◆ WHAT YOU NEED TO DO
Wherever the word "door" occurs in the listing below, copy that whole line.

◆ RECORDS SHOWN

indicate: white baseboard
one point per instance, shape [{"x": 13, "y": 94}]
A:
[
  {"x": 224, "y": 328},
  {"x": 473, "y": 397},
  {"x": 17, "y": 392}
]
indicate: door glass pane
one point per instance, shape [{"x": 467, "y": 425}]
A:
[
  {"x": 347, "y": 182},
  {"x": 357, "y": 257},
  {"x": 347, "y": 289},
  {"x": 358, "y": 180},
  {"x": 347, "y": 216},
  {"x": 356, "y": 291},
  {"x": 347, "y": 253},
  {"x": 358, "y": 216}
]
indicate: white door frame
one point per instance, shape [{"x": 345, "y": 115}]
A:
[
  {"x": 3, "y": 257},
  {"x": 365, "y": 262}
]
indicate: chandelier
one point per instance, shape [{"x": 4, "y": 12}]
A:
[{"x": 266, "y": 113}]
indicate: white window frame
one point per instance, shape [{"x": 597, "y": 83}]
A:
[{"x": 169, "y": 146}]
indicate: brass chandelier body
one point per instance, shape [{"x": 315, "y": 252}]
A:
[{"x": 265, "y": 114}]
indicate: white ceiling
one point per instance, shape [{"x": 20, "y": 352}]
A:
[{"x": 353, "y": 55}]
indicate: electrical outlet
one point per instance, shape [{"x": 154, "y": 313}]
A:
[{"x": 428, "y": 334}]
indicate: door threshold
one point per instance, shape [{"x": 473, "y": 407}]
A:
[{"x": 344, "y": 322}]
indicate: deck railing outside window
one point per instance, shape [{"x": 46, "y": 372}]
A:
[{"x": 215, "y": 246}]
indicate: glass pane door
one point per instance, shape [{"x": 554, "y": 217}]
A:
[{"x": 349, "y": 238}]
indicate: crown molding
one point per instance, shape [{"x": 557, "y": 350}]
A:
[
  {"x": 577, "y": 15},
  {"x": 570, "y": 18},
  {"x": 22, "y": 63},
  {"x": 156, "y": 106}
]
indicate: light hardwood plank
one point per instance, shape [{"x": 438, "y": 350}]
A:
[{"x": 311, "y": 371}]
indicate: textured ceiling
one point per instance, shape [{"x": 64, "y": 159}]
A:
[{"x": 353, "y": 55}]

--

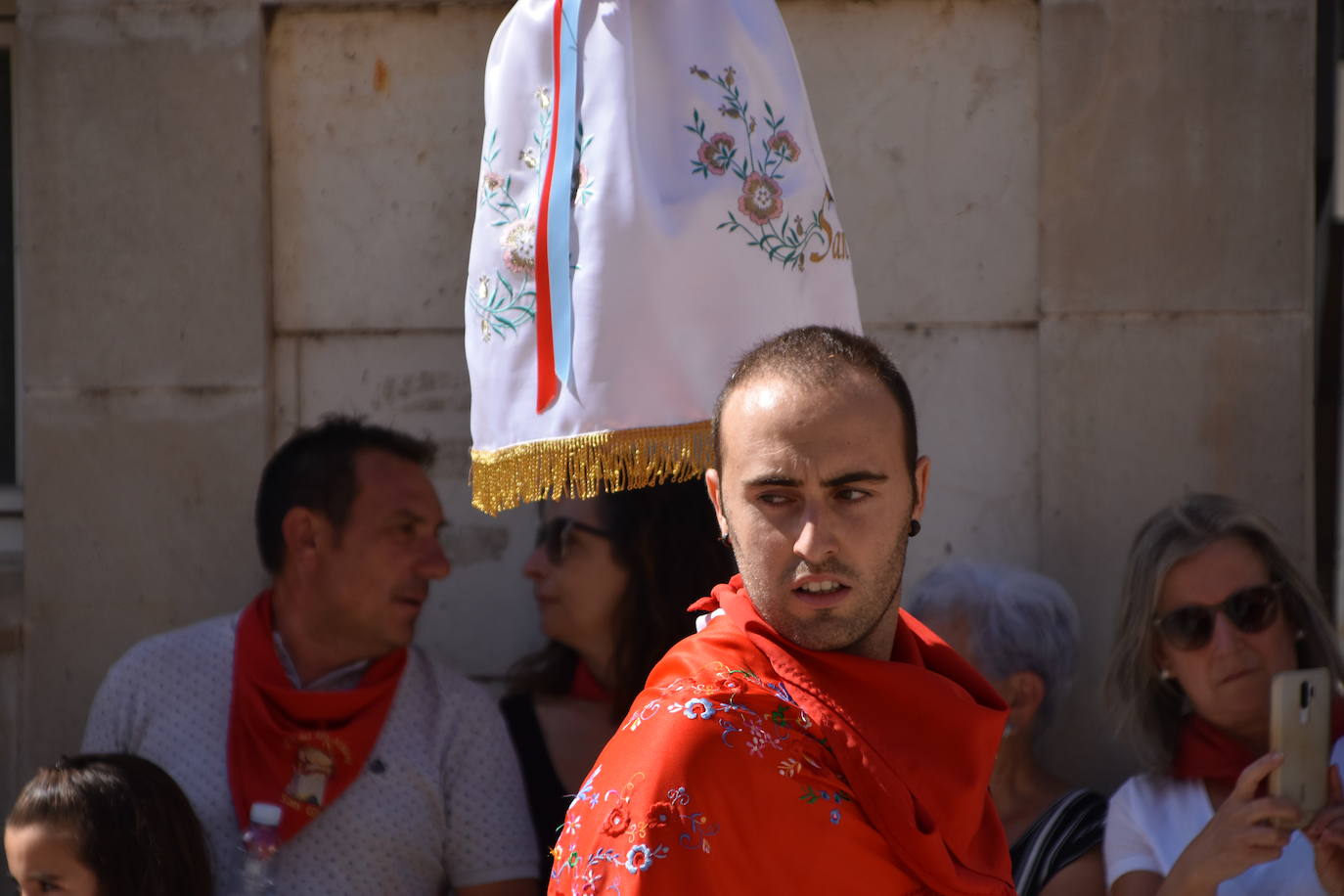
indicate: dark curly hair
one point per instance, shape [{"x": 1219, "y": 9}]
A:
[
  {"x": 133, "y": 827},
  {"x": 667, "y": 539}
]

◆ OUTPUT OF THE EXERCISE
indicate: door glass pane
indicate: white door frame
indicate: door threshold
indicate: glass pane door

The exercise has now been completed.